What you are asked to do
Copy each line from the entries that the word "background" appears in.

··· Material for the task ···

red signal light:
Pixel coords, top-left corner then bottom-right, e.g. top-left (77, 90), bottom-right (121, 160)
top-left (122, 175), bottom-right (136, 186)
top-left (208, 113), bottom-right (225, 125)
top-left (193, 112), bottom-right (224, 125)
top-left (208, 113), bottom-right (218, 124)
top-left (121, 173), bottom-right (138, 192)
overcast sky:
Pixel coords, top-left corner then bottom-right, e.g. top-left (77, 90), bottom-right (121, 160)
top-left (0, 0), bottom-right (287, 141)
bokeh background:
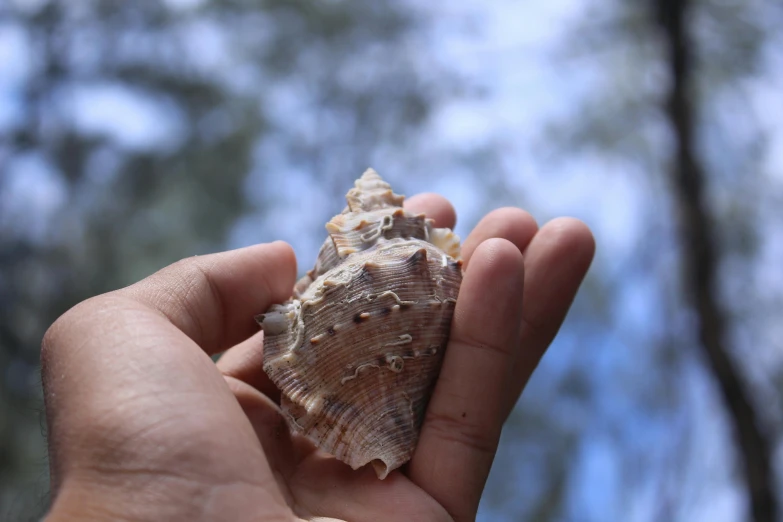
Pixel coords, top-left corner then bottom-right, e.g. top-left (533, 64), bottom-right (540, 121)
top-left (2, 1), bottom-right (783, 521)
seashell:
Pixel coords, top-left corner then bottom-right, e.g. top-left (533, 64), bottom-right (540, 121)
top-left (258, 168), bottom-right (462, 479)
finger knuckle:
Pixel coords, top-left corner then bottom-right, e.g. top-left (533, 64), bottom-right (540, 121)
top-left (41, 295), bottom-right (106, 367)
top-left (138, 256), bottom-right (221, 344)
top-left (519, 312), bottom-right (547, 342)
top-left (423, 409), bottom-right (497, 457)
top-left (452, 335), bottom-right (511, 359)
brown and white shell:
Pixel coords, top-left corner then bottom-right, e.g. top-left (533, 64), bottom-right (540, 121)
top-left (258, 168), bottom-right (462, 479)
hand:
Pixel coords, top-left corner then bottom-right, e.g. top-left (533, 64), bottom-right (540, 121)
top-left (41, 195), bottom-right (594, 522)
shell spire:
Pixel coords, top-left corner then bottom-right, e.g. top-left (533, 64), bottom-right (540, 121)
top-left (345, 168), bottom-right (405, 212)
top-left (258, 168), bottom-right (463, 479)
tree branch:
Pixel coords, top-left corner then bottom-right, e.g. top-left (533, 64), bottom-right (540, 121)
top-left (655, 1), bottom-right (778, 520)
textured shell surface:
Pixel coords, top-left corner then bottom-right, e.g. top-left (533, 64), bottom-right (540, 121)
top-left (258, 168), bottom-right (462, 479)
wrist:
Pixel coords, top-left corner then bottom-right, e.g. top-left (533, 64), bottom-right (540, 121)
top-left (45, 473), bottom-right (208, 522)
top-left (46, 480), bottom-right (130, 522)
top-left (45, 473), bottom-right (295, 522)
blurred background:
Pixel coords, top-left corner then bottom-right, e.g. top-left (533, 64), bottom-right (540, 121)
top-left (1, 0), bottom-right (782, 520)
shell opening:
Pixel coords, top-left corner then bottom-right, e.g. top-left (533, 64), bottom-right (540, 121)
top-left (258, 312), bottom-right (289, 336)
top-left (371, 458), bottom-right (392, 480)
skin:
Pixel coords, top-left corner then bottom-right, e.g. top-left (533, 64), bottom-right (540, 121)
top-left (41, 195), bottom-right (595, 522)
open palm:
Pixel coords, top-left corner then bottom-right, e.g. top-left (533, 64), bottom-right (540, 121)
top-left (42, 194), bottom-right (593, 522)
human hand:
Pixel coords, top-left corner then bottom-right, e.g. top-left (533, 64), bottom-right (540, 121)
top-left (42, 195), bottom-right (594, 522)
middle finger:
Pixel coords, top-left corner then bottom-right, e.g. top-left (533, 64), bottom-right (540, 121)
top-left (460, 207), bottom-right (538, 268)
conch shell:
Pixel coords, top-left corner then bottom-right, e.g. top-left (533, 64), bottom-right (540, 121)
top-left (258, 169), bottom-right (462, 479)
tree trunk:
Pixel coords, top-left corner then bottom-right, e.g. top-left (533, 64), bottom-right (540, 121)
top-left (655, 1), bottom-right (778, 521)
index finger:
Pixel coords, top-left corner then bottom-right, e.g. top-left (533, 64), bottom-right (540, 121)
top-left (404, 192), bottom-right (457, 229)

···

Written solution
bokeh background:
blurred background:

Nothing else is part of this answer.